**TO DO:**
Pick out every line of the data below that contains the string "blonde", and copy each one in full. Match case exactly.
——
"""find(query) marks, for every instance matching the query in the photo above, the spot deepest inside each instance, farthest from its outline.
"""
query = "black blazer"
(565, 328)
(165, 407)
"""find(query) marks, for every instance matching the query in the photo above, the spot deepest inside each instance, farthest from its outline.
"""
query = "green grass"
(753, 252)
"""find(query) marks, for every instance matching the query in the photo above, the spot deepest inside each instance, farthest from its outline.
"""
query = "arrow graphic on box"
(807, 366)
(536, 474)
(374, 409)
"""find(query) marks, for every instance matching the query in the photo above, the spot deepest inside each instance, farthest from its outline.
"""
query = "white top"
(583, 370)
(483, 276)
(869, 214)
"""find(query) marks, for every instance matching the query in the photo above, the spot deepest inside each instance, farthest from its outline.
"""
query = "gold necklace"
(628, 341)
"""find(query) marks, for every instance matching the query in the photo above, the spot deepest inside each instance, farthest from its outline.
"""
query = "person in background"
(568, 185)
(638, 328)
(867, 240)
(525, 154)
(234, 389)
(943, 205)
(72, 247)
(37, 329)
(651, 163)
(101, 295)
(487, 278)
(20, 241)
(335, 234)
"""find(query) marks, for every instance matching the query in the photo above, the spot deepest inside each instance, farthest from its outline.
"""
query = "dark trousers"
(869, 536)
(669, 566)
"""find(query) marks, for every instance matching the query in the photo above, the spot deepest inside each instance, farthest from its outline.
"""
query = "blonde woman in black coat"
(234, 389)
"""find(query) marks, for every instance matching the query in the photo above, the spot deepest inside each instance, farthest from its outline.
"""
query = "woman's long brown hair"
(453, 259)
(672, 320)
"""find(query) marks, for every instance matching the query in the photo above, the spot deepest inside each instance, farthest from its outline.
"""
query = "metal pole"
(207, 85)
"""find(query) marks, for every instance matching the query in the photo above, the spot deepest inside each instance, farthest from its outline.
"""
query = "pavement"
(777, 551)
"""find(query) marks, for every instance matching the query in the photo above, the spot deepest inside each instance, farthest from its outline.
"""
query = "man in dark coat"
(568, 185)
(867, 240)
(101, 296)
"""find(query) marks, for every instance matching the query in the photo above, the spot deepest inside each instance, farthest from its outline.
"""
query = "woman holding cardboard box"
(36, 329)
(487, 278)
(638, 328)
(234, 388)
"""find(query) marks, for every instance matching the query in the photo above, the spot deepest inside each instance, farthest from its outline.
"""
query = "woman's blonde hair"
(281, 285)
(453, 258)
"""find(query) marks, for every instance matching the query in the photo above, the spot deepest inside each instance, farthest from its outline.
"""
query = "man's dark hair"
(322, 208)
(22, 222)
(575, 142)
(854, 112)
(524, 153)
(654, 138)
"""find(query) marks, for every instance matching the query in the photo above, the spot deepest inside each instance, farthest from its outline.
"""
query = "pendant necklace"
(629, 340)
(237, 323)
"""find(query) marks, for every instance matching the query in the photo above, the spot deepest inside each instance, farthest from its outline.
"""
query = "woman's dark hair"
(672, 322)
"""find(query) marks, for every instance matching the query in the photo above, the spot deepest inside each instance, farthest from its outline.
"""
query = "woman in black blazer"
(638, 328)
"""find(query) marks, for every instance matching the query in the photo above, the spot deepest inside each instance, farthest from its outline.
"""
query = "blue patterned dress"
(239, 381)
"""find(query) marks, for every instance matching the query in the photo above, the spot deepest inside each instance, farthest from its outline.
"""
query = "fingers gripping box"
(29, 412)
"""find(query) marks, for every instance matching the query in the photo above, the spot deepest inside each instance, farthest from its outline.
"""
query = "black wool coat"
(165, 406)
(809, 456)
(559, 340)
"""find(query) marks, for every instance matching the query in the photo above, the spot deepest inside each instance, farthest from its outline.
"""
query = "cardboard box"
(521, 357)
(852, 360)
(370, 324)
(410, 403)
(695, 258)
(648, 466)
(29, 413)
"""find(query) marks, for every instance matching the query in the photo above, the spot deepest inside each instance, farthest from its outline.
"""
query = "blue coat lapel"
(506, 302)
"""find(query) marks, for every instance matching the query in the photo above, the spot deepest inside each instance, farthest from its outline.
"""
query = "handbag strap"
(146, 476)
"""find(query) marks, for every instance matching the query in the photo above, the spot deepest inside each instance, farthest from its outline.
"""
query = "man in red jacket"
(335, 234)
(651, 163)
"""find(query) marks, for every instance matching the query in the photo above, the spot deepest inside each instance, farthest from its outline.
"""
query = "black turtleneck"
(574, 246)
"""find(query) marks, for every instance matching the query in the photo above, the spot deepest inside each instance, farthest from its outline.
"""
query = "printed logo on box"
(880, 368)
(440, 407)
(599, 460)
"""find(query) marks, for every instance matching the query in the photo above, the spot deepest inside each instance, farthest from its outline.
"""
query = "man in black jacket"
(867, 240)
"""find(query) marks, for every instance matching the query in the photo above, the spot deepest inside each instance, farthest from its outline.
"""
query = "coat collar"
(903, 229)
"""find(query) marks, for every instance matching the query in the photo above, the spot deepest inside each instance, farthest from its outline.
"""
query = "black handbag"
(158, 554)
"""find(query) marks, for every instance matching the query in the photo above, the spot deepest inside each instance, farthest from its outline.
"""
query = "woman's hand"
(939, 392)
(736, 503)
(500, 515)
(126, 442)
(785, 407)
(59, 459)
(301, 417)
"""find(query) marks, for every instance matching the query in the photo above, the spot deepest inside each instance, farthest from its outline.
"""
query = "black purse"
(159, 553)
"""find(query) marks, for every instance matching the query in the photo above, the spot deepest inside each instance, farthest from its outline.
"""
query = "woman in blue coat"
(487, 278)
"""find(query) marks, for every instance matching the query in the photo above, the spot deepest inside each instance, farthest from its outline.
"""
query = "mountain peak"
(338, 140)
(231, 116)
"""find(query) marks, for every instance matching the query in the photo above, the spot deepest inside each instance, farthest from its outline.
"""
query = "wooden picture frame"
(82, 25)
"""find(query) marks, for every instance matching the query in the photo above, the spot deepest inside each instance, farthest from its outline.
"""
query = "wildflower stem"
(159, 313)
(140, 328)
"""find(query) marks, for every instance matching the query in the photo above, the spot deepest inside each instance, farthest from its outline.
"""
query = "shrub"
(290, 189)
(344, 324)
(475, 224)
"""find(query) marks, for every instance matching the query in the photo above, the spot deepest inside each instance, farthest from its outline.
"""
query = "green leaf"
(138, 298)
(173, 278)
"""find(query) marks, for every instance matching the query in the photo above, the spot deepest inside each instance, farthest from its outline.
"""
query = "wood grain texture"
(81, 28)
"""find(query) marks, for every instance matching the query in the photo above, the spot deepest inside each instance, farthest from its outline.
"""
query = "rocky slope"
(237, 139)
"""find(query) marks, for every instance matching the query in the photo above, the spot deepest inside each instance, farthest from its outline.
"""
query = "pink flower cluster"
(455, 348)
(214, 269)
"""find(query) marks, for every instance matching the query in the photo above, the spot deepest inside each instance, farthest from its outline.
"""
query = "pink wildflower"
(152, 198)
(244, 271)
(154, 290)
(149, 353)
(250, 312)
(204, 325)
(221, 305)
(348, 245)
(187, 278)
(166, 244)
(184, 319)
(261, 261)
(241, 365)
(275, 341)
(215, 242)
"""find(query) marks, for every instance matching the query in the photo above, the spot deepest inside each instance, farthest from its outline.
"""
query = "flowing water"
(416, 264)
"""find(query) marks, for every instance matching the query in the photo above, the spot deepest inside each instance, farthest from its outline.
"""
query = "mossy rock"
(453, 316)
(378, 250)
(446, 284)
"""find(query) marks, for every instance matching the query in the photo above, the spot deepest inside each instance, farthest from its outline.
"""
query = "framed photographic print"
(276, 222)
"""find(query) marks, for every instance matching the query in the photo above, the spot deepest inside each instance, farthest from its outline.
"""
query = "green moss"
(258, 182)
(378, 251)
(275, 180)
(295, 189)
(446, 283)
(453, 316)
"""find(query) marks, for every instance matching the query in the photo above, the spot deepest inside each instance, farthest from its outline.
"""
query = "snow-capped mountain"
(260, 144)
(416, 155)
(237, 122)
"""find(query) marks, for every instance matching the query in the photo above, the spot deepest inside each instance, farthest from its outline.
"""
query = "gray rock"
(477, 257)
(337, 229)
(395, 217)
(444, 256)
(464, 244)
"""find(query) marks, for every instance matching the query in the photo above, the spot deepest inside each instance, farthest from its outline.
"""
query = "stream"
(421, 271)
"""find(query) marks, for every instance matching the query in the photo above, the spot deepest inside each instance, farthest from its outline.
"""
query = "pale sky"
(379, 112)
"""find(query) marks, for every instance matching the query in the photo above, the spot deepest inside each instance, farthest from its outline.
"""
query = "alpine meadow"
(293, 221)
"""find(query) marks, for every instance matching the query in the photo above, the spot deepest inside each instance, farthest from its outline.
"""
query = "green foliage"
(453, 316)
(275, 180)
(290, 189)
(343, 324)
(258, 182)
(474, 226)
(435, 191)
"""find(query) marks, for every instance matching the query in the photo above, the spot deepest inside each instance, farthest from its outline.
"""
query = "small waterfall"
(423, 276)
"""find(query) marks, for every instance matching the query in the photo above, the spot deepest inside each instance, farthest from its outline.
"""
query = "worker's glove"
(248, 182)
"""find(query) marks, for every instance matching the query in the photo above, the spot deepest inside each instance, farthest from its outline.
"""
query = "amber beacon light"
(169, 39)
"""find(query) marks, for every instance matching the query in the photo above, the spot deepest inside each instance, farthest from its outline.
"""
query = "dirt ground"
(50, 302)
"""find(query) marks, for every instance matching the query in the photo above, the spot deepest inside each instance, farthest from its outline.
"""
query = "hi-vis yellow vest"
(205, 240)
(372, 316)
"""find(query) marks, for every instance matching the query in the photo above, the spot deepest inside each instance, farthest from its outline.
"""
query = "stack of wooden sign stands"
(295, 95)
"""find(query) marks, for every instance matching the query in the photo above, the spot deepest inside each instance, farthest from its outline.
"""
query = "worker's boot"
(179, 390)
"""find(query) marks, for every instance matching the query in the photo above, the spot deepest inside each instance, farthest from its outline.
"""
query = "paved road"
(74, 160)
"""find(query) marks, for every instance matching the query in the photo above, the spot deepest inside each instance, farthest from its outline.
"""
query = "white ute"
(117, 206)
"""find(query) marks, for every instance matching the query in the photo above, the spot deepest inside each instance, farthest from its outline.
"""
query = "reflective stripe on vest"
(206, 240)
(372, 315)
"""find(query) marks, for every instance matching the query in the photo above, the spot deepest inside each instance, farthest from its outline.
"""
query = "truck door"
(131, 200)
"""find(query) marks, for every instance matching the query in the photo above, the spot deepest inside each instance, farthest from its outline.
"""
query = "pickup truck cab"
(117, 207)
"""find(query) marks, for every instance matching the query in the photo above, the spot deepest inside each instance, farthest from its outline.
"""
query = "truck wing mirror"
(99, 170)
——
**RESULT FOR THIS EXERCISE:**
query = "blonde woman in black coat"
query = "woman's blonde hair"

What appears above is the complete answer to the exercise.